**TASK DETAILS:**
Copy every line of the data below that contains the string "cactus". Case counts.

-- Start of DATA FOR THE TASK --

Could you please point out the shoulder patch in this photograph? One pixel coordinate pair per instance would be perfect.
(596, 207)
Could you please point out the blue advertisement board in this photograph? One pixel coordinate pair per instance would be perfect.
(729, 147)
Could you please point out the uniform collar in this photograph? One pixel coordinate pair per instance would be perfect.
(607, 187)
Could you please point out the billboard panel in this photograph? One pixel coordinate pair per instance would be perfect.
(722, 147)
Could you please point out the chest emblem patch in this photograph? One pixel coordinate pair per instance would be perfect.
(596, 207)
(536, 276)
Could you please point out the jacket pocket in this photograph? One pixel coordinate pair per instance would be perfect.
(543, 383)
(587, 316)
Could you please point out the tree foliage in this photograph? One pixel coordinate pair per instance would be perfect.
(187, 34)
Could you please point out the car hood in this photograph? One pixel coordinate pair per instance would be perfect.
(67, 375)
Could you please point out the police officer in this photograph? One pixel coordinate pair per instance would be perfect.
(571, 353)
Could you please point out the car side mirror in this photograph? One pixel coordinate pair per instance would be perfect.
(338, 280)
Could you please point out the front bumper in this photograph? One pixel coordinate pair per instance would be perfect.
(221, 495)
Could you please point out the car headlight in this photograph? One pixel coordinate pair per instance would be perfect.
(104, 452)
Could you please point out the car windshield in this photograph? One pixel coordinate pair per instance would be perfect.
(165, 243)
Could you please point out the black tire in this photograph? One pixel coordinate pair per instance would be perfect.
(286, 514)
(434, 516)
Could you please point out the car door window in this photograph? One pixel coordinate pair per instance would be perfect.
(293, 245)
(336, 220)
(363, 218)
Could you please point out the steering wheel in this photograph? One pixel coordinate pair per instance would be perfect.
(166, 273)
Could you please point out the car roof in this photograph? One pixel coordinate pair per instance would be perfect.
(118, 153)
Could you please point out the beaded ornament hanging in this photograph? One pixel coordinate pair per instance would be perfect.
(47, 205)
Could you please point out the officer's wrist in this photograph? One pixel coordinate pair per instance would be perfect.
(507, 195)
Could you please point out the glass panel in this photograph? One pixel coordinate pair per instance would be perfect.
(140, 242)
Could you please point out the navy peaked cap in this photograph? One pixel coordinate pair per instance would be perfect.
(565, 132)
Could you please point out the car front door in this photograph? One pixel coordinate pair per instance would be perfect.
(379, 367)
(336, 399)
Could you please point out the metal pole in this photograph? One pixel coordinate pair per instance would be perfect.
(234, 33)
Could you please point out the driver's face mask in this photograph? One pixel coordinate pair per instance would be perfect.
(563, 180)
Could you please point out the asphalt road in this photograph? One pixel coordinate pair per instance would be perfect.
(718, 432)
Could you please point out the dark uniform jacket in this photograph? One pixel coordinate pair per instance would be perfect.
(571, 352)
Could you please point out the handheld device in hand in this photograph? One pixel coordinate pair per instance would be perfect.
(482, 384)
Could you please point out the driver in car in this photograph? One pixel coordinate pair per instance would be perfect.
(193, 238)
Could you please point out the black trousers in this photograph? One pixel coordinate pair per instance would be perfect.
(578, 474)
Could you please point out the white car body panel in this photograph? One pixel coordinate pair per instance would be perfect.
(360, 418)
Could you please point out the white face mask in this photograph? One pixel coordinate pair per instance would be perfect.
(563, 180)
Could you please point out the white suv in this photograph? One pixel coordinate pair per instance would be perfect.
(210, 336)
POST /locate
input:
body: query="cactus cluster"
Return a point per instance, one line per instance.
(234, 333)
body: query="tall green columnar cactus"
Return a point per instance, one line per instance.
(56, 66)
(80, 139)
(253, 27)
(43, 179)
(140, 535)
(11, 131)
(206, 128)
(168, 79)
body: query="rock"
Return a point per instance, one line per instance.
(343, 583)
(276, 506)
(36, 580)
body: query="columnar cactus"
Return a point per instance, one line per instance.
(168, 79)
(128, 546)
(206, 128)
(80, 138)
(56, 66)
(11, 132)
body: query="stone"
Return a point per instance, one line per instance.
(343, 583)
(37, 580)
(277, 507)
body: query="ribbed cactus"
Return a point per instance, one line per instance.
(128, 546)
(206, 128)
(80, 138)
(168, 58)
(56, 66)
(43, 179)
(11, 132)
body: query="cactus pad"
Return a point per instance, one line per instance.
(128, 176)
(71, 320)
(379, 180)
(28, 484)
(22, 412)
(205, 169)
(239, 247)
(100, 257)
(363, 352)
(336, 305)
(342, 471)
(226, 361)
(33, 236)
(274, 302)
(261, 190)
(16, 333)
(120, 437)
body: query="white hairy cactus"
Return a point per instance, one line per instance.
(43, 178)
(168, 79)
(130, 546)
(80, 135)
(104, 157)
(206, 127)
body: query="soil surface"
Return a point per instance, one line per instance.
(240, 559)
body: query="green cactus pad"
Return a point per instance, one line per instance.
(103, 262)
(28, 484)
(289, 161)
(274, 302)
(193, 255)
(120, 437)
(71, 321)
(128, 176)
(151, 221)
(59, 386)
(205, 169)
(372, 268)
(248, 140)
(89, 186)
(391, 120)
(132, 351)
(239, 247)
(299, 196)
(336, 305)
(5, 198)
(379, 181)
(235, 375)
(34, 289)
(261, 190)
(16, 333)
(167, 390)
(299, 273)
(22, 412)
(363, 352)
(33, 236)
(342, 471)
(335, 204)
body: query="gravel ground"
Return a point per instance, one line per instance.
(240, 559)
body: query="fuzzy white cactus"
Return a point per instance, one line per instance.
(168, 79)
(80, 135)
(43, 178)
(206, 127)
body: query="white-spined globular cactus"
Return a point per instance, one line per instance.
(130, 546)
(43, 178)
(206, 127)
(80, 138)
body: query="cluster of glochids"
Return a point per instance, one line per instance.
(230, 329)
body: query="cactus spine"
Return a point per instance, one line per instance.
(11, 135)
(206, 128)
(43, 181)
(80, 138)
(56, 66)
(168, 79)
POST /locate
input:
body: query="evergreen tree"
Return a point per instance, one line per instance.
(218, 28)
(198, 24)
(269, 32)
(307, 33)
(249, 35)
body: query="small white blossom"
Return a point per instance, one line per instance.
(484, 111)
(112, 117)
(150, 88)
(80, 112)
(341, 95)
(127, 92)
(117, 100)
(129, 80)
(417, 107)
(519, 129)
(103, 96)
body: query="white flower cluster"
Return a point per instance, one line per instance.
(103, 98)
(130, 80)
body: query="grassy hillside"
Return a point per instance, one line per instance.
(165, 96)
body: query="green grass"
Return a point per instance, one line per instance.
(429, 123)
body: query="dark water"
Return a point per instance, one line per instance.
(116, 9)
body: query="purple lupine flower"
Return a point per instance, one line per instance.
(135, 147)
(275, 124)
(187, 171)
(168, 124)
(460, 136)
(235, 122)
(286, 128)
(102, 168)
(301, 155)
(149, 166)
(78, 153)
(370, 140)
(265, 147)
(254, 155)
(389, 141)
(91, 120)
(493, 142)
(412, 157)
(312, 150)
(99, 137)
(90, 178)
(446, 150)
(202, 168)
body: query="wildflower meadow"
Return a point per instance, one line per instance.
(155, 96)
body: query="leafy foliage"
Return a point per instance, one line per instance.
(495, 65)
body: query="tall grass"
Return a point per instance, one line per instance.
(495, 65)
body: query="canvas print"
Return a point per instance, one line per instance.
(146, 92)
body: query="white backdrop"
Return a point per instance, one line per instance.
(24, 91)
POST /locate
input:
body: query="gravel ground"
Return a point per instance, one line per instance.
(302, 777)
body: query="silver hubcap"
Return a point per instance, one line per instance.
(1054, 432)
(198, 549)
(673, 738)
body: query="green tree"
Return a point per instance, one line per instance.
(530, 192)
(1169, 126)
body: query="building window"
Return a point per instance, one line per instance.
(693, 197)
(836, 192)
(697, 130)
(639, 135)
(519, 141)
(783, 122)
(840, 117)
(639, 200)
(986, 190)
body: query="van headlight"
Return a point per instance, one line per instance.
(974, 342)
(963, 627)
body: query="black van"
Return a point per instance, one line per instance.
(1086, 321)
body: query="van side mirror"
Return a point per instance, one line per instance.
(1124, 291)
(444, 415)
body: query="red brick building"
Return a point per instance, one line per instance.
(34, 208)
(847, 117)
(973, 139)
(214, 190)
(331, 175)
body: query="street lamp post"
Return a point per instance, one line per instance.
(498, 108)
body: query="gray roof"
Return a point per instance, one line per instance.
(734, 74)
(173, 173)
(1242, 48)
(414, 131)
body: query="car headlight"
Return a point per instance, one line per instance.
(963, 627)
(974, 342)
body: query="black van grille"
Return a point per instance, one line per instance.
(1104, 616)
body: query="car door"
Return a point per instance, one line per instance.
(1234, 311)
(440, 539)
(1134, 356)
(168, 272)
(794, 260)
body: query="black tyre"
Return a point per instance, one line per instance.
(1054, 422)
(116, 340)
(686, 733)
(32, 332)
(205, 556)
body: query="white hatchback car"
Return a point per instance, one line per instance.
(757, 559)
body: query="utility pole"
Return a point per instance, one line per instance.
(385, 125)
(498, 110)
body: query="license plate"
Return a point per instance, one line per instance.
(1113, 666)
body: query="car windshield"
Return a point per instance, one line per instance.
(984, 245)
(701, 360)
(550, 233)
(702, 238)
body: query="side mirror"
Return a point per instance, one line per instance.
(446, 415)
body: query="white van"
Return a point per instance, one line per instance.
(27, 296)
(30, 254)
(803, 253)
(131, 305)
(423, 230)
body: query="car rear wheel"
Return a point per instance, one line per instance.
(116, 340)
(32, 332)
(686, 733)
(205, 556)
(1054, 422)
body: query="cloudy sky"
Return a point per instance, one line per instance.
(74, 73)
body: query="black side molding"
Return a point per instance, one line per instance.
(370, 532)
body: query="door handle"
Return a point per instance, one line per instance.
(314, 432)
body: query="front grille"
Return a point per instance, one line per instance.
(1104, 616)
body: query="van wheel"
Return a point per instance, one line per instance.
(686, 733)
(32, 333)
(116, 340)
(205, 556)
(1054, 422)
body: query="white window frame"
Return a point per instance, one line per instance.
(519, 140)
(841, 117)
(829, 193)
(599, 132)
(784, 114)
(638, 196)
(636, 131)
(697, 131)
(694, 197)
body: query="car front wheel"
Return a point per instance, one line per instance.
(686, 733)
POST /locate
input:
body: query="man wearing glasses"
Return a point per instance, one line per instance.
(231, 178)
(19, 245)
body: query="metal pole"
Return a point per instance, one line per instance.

-- End of DATA FOR THE TASK --

**EXERCISE OUTPUT:**
body: query="cactus cluster"
body: query="tall green columnar cactus"
body: query="columnar cactus"
body: query="ribbed cactus"
body: query="cactus pad"
body: query="white hairy cactus"
body: query="green cactus pad"
body: query="fuzzy white cactus"
body: query="white-spined globular cactus"
body: query="cactus spine"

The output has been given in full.